# Testo della pagina
--------

Alessandro Monti

 Alessandro Monti e i suoi fantasmi sonici

Un secolo fa Franz Kafka, in una lettera alla sua fidanzata “virtuale” Milena Jesenska, scriveva che la comunicazione epistolare “è un trafficare coi fantasmi, e non solo col fantasma del destinatario ma anche col proprio, che si sviluppa nella lettera che stiamo scrivendo”. Cosa penserebbe del modo in cui ci relazioniamo oggi, attraverso la rete? Eppure questa comunicazione fra fantasmi ci ha consentito di non isolarci troppo e di trovare conforto durante un periodo difficile come quello del primo lockdown. Quando ho ascoltato questo lavoro di Alessandro Monti, ultimato proprio grazie al tempo libero di quei lunghi mesi, ho pensato che fosse attraversato da una vera e propria parata di spettri digitali.

Dopo i dischi come Unfolk Alessandro Monti si presenta a proprio nome

Alessandro incide il primo album a suo nome nonostante abbia già alle spalle una lunga esperienza come musicista e produttore (ricordiamo il progetto Intonarumori). In passato si è espresso soprattutto utilizzando l’alias Unfolk, un progetto che lo ha portato a collaborare con diversi altri artisti e a tracciare un suo personale percorso al confine fra stili diversi: rock, avanguardia, ambient, world music, classica contemporanea… Abituato al contatto fisico, sia con gli strumenti che con gli altri musicisti, si è cimentato qui con una modalità di lavoro affatto inedita. La maggior parte dei suoni che ascoltiamo in Monti, con l’eccezione delle chitarre, proviene da dei file scaricati da Looperman, un sito che mette a disposizione dei samples sonori gratuiti, molto usato soprattutto in ambito hip hop. Alessandro lavora più sulle armonie che sui ritmi, tratta e assembla i campioni con un lavoro certosino e registra il tutto con un software open source. Il risultato è una collaborazione fra fantasmi. Monti scrive di aver avuto l’impressione di essere un ospite nel suo stesso disco, forse il fantasma di se stesso di cui parlava Kafka? L’effetto sull’ascoltatore è altrettanto straniante.

--------

# Record mostrati
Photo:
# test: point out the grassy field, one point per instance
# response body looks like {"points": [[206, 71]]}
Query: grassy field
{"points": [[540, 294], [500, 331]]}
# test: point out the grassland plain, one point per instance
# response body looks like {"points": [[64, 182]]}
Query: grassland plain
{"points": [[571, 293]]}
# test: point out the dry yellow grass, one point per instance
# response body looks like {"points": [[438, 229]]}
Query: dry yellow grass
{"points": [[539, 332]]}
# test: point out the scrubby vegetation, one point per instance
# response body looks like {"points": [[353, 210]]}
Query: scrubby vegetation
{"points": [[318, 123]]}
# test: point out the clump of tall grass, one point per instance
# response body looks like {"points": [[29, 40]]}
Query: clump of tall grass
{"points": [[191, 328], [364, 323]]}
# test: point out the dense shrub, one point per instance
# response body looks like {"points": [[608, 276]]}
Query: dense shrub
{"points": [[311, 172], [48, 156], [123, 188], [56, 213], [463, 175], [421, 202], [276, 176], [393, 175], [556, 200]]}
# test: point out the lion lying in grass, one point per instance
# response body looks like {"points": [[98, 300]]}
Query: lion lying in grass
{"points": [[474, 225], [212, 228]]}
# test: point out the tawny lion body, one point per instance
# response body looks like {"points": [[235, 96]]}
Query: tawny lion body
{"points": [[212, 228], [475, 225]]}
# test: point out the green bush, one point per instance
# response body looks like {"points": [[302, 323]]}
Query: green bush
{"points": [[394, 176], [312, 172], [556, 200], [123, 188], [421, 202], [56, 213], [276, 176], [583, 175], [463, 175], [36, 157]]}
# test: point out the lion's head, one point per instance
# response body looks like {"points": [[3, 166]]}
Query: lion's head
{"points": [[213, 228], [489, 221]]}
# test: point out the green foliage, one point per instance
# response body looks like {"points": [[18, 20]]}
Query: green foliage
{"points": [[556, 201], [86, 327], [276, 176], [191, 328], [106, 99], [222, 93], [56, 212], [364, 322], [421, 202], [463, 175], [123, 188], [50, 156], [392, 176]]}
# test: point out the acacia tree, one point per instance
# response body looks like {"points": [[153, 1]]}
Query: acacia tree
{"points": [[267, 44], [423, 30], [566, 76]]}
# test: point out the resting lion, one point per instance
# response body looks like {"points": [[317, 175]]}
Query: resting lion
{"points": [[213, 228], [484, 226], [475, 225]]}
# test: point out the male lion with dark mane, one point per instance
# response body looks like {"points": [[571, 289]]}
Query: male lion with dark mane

--------

# Cosa farai
(1) Secondo il testo su Alessandro Monti, da quale sito proviene la maggior parte dei suoni del disco?
(2) Prosegui il testo su Alessandro Monti partendo dalla sua ultima frase.
Per questo lavoro i record non servono.

# Le risposte
(1) Da Looperman, a eccezione delle chitarre.

(2)
È riduttivo affibbiare un’etichetta a un artista così originale ed eclettico, tuttavia non ho potuto fare ameno di ripensare a quella che a metà anni novanta venne definita ambient isolazionista. Qui ci sono brani introspettivi, dalla struttura fluida e impalpabile, ma non emotivamente neutri come nell’ambient music tradizionale, bensì carichi di turbamenti. Quale periodo più del lockdown può spingere un compositore ad ascoltare e a dar forma alle ombre della propria coscienza?

I brani dell’album

Nel disco aleggia un’atmosfera malinconica e indolente, ma anche la sensazione di una minaccia indefinita che incombe, come un presagio. L’esile intelaiatura dei pezzi è affidata spesso ad accordi aperti di chitarra acustica, avvolti da un pulviscolo digitale di suoni indefinibili. Da questo pulviscolo prende forma e poi viene riassorbita, nell’iniziale Turning of a Wheel, una canzone folk dolce e visionaria, che accarezza lo shoegaze più etereo e romantico, ad esempio gli Slowdive di Dagger.

In Lowtech Montage, divisa in tre parti, si alternano accordi di pianoforte trattati con effetto drammatico, suoni ovattati con sembianze di ectoplasmi, un ipnotico ritmo trip hop, una sequenza minimale di organo elettrico alla Terry Riley, soffi che paiono il respiro di una creatura misteriosa, echi di voci lontane.

Inteference and dissonance è imperniata su riverberi e sibili.

Let the Ocean In è un lungo drone di rumore bianco, strati di suono si sovrappongono in un wall of sound che sa essere sia epico che malinconico. Si percepiscono in maniera quasi subliminale accordi solenni di organo; una voce che sembra voler comunicare da un’altra dimensione ci invita a lasciar entrare l’oceano. Il tutto culmina in un feedback e sfuma poi in un quieto finale, con arpeggi di chitarra turbati  da improvvise bordate noise.

Seven and Seven Was potrebbe essere la colonna sonora di un noir surreale.

La conclusiva We Are the Guest Stars è il pezzo più vicino ad una canzone rock tradizionale, l’unico con il contributo di ospiti in carne ed ossa: Daniele Principato alla chitarra e sintetizzatore e Franco Moruzzi alla batteria. Il ritmo è incalzante, la melodia accattivante per quanto visitata dalle solite “presenze” evocate attraverso la rete.

Alessandro sostiene che questo potrebbe essere il suo ultimo album, anche se sono già pronti alcuni progetti che lo vedono come collaboratore. Questa dichiarazione suona come una minaccia, ma se rischiamo di perdere un ottimo musicista e compositore, siamo almeno certi di aver trovato uno scrittore altrettanto ispirato. Nel corposo volume Riproduzione casuale. Sistemi d’ascolto non lineari il nostro traccia con competenza, passione ed ironia un affascinante tragitto fra dischi e generi musicali diversi È un invito a riscoprire la curiosità ed il piacere della scoperta, una guida utilissima a districarsi nel mare magnum degli innumerevoli possibili ascolti che la tecnologia oggi ci offre.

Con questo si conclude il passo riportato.